DOCUMENT SECTION:
'''
Widespread power outage left some businesses in a bind
About 65,000 people lost electricity for hours due to a short circuit in Maalaea

A sign outside Wailuku Elementary School notifies families that school has been canceled due to a power outage on Tuesday. About 65,000 people lost power early Tuesday morning due to a high-voltage short circuit at a Maalaea substation, according to Hawaiian Electric. The Maui News / COLLEEN UECHI photo
John Dobovan figured he had about 40 minutes to run out for gas before the thousands of fish on his aquaponic farm in Kula started dying early Tuesday morning.
With the power out and the pumps down, Dobovan hustled down to Pukalani to buy fuel for his generator, only to discover that just about everyone’s electricity was out.
“Pukalani was out. Makawao was out. Kahului was out. I’ve never seen that before,” Dobovan said. “The big storm last December, Kahului was still powered. I was able to get gas down on Dairy Road. But this morning, nothing.”
Dobovan was one of about 65,000 people across Maui who lost power early Tuesday morning after a high-voltage short circuit at a Maalaea substation triggered generating units to trip offline at about 2:45 a.m., according to Hawaiian Electric.
At 9:15 a.m., crews were working to restore power to about 15,000 customers. By 10:15 a.m., most were back online, with about 100 still without electricity in Central Maui and pockets of Upcountry and Haiku. By 2 p.m., power had been restored to all customers, Hawaiian Electric said.
'''
EXERCISE A: Decide whether each statement agrees with the article on the Maui power outage, answering yes or no and quoting the deciding words of the article: (i) The short circuit occurred at a substation in Kula. (ii) Power was back for all customers by 2 p.m. (iii) Kahului kept its electricity during the big storm last December.
EXERCISE B: Carry on the article on the Maui power outage from the point where it stops.
The material that follows has nothing to do with the article on the Maui power outage.

RAW DATA:
'''
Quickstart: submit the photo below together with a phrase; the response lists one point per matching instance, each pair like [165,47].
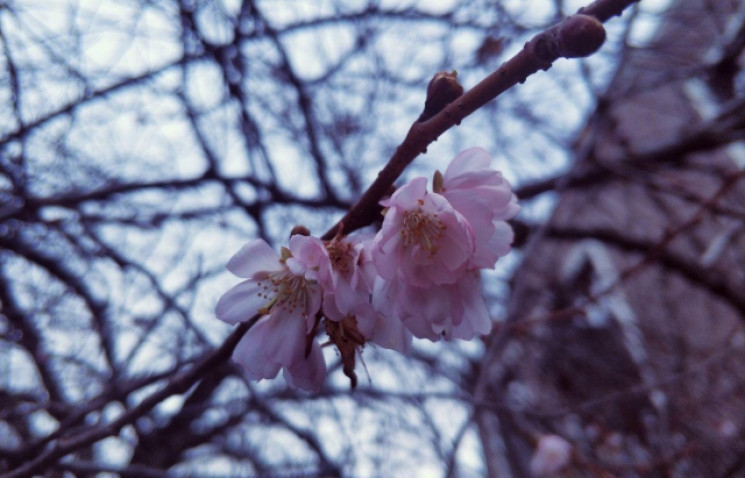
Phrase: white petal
'''
OUTPUT A:
(i) No: "a high-voltage short circuit at a Maalaea substation"
(ii) Yes: "By 2 p.m., power had been restored to all customers"
(iii) Yes: "The big storm last December, Kahului was still powered."

OUTPUT B:
Pono Outdoor Program kindergartner Harbor Haas, 5, gets an extra boost of speed from dad Daniel Haas while skateboarding on Keopuolani Park’s half pipe Tuesday afternoon in Kaulului. With school canceled at more than a dozen Maui campuses due to an islandwide electrical outage, Harbor had a full day, including surfing at Launiupoko and catching her biggest wave ever. “That’s a good Tuesday off from school,” Daniel Haas said. The Maui News / MATTHEW THAYER photo
“This is a highly unusual event — the last outage to affect a large number of Maui customers occurred after a lightning storm in 2017 — and the company is looking into the cause of the short circuit,” Hawaiian Electric said in a statement on Tuesday afternoon.
The state Department of Education canceled school for 14 Maui campuses — King Kamehameha III Elementary, Princess Nahienaena Elementary, Lahaina Intermediate and Lahainaluna High School in West Maui; Haiku Elementary, Paia Elementary, Pukalani Elementary, Kula Elementary, Kalama Intermediate, Makawao Elementary and King Kekaulike High School in Upcountry and East Maui; and Iao Intermediate, Pomaikai Elementary and Wailuku Elementary in Central Maui.
All campuses are set to reopen today, the DOE said.
The Maui Interscholastic League also postponed one of its two girls volleyball matches on Tuesday night. King Kekaulike High School was scheduled to play Lahainaluna in the Lunas’ on-campus gym, but the match was postponed due to the power outage and will be rescheduled at a later date to be determined.
The match between Kamehameha Maui and Baldwin at War Memorial Gym in Wailuku went on as scheduled.
For residents and businesses, the power outage was a rude awakening as they scrambled to save perishable products or reboot computer systems.
Dobovan said he woke up at about 3:30 or 3:45 a.m., “gasping for air” after the power knocked out the CPAP machine he needs for his sleep apnea.
He lives on the same property as his Kulahaven Farms operation, which harnesses the technology of aquaponics to raise Rainbow trout and organic watercress on the slopes of Haleakala.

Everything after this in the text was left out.